(Entries from a point annotation set):
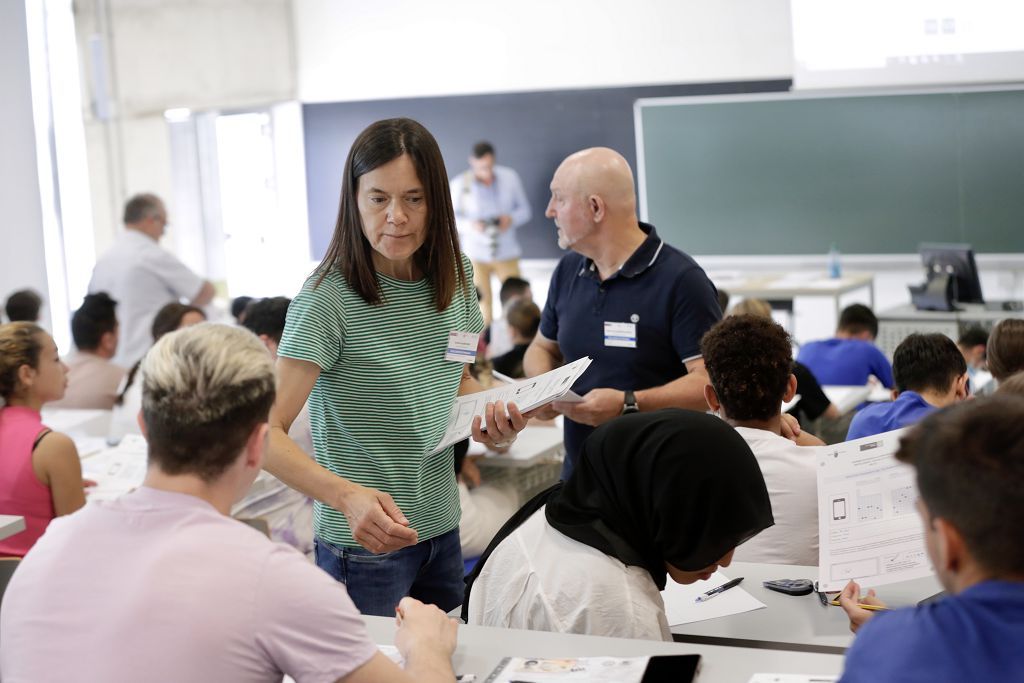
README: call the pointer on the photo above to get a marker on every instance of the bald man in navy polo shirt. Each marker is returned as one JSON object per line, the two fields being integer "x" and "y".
{"x": 633, "y": 303}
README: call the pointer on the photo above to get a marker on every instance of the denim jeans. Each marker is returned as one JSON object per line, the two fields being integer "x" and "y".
{"x": 430, "y": 570}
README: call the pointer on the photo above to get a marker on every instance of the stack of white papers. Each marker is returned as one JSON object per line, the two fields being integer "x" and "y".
{"x": 526, "y": 394}
{"x": 116, "y": 470}
{"x": 793, "y": 678}
{"x": 595, "y": 670}
{"x": 681, "y": 605}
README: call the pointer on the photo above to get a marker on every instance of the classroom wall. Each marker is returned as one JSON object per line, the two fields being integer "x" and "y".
{"x": 351, "y": 49}
{"x": 151, "y": 56}
{"x": 22, "y": 258}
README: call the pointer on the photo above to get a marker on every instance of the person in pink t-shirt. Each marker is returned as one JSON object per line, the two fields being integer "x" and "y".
{"x": 40, "y": 472}
{"x": 163, "y": 585}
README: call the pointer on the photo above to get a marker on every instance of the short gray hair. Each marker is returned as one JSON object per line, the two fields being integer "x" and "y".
{"x": 205, "y": 388}
{"x": 140, "y": 207}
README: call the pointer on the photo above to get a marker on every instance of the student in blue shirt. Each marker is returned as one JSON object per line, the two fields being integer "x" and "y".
{"x": 970, "y": 464}
{"x": 851, "y": 356}
{"x": 930, "y": 374}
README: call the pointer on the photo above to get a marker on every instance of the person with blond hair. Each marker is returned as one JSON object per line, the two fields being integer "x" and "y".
{"x": 40, "y": 472}
{"x": 183, "y": 591}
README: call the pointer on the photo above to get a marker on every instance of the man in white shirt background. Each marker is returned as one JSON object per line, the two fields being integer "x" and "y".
{"x": 489, "y": 204}
{"x": 141, "y": 276}
{"x": 750, "y": 365}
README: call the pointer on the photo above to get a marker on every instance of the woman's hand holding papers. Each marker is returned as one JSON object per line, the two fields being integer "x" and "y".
{"x": 850, "y": 600}
{"x": 426, "y": 638}
{"x": 597, "y": 407}
{"x": 376, "y": 521}
{"x": 502, "y": 428}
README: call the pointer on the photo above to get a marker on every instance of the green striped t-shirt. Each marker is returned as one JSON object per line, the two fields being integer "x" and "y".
{"x": 384, "y": 392}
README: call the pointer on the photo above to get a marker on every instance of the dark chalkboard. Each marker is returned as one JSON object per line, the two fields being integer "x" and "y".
{"x": 531, "y": 132}
{"x": 873, "y": 174}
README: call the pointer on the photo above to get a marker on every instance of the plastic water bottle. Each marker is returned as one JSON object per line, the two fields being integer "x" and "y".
{"x": 835, "y": 267}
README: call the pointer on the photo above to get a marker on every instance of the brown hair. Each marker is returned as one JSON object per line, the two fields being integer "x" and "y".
{"x": 1006, "y": 348}
{"x": 749, "y": 360}
{"x": 19, "y": 345}
{"x": 349, "y": 251}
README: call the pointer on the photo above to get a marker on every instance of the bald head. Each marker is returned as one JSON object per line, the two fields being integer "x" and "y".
{"x": 601, "y": 172}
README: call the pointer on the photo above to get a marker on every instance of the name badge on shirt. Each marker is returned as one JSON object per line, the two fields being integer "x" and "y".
{"x": 621, "y": 334}
{"x": 462, "y": 346}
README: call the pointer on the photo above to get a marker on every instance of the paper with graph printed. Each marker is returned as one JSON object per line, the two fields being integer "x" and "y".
{"x": 868, "y": 527}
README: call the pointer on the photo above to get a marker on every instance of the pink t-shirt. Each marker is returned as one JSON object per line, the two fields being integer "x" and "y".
{"x": 158, "y": 586}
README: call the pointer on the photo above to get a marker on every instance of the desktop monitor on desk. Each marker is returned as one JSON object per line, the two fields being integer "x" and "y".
{"x": 951, "y": 278}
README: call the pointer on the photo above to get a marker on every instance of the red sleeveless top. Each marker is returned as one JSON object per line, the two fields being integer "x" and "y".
{"x": 20, "y": 493}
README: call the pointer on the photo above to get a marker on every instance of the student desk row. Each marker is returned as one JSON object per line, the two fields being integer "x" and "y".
{"x": 792, "y": 623}
{"x": 481, "y": 648}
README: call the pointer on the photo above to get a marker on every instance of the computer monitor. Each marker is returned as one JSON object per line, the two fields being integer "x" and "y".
{"x": 956, "y": 262}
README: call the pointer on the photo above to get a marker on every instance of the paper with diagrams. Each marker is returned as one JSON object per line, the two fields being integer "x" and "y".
{"x": 526, "y": 394}
{"x": 868, "y": 525}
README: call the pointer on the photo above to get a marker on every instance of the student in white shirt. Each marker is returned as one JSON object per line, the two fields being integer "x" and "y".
{"x": 161, "y": 585}
{"x": 750, "y": 366}
{"x": 654, "y": 495}
{"x": 289, "y": 513}
{"x": 141, "y": 276}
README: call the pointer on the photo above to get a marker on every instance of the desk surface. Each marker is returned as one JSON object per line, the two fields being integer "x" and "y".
{"x": 794, "y": 623}
{"x": 845, "y": 398}
{"x": 788, "y": 286}
{"x": 480, "y": 648}
{"x": 78, "y": 422}
{"x": 970, "y": 312}
{"x": 10, "y": 524}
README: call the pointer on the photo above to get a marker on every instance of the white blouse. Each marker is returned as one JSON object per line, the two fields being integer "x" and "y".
{"x": 541, "y": 580}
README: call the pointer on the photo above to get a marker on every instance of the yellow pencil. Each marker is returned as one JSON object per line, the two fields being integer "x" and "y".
{"x": 872, "y": 608}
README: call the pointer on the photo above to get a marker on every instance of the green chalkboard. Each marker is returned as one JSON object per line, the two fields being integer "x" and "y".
{"x": 875, "y": 174}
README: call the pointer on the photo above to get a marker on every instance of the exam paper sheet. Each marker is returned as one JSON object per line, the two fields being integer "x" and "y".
{"x": 526, "y": 394}
{"x": 681, "y": 605}
{"x": 594, "y": 670}
{"x": 868, "y": 526}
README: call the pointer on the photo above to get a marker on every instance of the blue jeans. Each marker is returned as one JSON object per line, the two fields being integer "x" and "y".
{"x": 430, "y": 570}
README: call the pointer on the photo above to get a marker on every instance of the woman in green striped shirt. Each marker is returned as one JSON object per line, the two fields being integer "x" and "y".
{"x": 366, "y": 343}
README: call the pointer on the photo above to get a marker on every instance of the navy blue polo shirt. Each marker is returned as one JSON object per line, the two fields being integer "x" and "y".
{"x": 660, "y": 290}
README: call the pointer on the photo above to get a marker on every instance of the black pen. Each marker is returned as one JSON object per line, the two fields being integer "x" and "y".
{"x": 715, "y": 591}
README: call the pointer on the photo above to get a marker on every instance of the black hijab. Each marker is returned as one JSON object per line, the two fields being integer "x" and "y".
{"x": 672, "y": 485}
{"x": 675, "y": 486}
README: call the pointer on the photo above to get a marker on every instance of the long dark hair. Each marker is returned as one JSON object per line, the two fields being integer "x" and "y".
{"x": 350, "y": 252}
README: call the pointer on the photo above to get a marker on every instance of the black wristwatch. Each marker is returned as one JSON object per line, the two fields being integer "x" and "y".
{"x": 630, "y": 402}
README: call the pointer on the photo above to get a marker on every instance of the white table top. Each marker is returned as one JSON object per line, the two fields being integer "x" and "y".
{"x": 480, "y": 648}
{"x": 798, "y": 623}
{"x": 788, "y": 286}
{"x": 10, "y": 524}
{"x": 845, "y": 398}
{"x": 77, "y": 423}
{"x": 536, "y": 443}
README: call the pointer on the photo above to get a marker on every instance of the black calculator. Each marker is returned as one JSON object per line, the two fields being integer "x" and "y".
{"x": 791, "y": 586}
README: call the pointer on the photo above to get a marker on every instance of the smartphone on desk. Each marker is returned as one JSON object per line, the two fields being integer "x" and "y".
{"x": 672, "y": 669}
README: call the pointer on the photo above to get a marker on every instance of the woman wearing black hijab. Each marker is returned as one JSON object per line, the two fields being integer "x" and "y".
{"x": 671, "y": 493}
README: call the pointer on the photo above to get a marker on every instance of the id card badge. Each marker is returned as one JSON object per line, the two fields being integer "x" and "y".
{"x": 462, "y": 346}
{"x": 621, "y": 334}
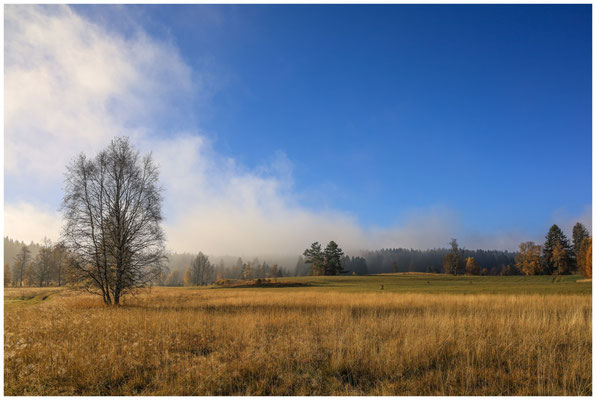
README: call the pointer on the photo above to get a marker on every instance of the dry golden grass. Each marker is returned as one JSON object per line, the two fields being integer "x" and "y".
{"x": 292, "y": 342}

(INSTRUCTION):
Copy the entries word for word, starting at the line that contains "of the smartphone" and ending with the last line of the entries, both included. Leave the pictures out of your answer.

(TASK ANSWER):
README: call the pointer on the photo above to get a marker on every instance of the smartphone on desk. Each marker is returned as one JSON object per line, the two fields being integer "x" and "y".
{"x": 672, "y": 669}
README: call the pointer on the photo above to get a marker on every instance of the woman wearing black hijab. Each marker is returned as one JSON object per line, the two fields being integer "x" and "y".
{"x": 671, "y": 493}
README: call the pointer on the photo above to get a marker on every instance of the id card badge. Each marker is returned as one JSON object per line, the two fields being integer "x" and "y".
{"x": 462, "y": 346}
{"x": 621, "y": 334}
README: call the pointer on the photo above to get a marker on every instance of the dry golden grass. Each marker is returned as one JSON object per line, the two fields being integer "x" and "y".
{"x": 292, "y": 342}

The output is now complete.